#### WHAT TO PRODUCE:
Replace "field-scouting log" with "site survey log" in the lines between the one holding "of the large" and the one holding "x=153, y=17", inclusive, leaving everything else as it is. Give back only those lines, and omit the pictures.

— start DATA EXCERPTS —

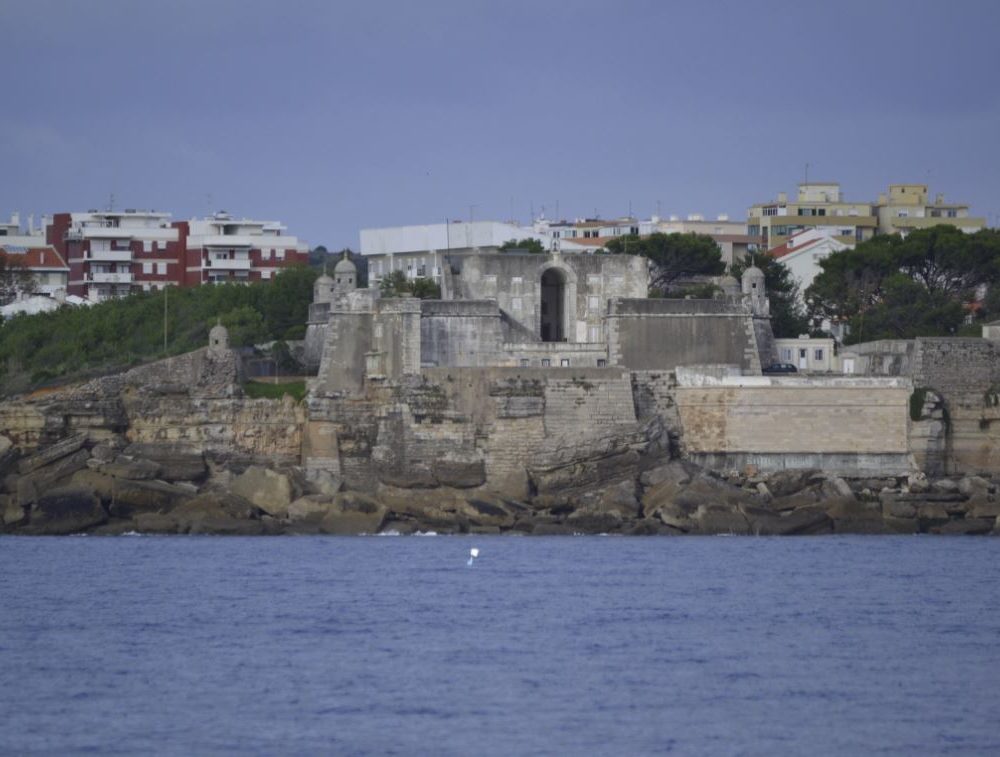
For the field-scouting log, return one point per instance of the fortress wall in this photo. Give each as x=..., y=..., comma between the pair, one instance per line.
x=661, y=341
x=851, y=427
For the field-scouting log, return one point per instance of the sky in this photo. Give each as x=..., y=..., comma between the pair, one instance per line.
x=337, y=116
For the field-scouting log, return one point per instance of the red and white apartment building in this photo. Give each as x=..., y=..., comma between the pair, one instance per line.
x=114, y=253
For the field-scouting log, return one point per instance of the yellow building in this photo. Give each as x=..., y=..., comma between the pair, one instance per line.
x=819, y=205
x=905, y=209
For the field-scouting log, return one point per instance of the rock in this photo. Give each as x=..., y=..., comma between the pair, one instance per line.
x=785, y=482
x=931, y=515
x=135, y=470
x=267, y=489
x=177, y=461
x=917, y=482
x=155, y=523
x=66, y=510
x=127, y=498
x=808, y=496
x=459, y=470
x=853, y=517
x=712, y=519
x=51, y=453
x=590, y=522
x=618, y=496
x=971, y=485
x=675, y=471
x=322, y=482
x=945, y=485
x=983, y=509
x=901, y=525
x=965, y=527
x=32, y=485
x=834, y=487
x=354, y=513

— end DATA EXCERPTS —
— start DATA EXCERPTS —

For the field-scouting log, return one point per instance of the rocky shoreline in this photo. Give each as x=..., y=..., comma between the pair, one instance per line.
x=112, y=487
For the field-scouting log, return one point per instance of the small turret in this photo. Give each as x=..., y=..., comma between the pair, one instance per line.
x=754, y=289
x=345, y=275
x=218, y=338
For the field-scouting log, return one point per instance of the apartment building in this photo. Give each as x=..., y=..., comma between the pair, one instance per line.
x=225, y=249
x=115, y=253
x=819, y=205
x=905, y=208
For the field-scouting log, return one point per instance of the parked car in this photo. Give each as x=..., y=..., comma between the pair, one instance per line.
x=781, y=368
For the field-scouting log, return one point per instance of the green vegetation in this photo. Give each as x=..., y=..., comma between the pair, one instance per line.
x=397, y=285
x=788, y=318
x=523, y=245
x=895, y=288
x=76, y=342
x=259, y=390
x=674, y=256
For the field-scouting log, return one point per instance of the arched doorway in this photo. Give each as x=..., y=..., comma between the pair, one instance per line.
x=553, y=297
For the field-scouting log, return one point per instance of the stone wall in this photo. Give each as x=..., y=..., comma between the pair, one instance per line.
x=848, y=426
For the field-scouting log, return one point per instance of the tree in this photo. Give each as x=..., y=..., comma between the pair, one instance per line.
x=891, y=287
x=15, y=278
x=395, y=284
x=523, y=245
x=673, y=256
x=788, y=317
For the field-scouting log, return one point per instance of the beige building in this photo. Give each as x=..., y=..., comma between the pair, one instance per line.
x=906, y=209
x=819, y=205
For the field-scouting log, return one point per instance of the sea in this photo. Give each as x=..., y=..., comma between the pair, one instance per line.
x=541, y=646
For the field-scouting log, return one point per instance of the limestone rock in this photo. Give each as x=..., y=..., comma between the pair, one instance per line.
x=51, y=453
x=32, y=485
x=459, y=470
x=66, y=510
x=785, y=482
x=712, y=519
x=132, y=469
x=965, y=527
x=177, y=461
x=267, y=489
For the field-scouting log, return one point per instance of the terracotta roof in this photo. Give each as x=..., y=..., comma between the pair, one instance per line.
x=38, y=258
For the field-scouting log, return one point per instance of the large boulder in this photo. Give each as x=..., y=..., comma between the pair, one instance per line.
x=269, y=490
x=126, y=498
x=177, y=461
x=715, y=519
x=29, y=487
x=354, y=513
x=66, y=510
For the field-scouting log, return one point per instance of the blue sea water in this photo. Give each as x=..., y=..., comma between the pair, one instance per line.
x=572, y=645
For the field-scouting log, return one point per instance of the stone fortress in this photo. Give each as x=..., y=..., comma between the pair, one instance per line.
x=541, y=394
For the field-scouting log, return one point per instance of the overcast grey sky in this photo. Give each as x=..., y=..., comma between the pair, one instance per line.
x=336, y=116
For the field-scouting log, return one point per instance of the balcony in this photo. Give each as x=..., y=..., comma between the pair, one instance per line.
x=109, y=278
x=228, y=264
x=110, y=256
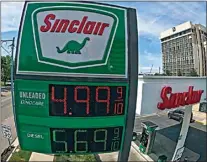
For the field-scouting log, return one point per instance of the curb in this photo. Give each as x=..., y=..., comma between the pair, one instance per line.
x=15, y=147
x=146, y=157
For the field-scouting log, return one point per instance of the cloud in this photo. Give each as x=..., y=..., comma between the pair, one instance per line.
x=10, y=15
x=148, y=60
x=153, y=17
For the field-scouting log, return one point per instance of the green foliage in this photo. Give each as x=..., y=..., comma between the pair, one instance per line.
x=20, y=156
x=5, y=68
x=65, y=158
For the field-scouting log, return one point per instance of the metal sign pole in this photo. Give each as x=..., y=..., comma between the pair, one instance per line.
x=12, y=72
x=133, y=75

— end DATA EXCERPTS —

#### SOLVED EXERCISE:
For the site survey log, return one point per instance of the large boulder in this photo. Give each as x=..., y=..., comma between the pair, one instance per line.
x=269, y=490
x=126, y=498
x=177, y=461
x=715, y=519
x=29, y=487
x=354, y=513
x=66, y=510
For the site survey log, return one point per instance of the blue sea water in this photo. Give each as x=..., y=..., comma between the pair, one instance per line.
x=572, y=645
For the site survey log, return one point per instance of the stone fortress in this photo. Give each as x=..., y=..., comma between the pair, one instance per line.
x=541, y=394
For the site survey log, return one point per instance of the overcast grey sky in this photo. Give each as x=..., y=..., comma between the pair, one instance per line.
x=336, y=116
For the site survey log, return one point per instance of the balcony in this photo. Give each as x=..., y=..., comma between the pair, one instance per line.
x=109, y=278
x=228, y=264
x=110, y=256
For the site survey log, return one point per instance of the curb in this photo. Give each as x=..., y=..., comma between the pair, one instance per line.
x=15, y=147
x=146, y=157
For the site survey log, return one point per instance of the cloud in this photo. Give each as x=..., y=..., comma between the pair, one instance per line.
x=10, y=15
x=148, y=60
x=153, y=17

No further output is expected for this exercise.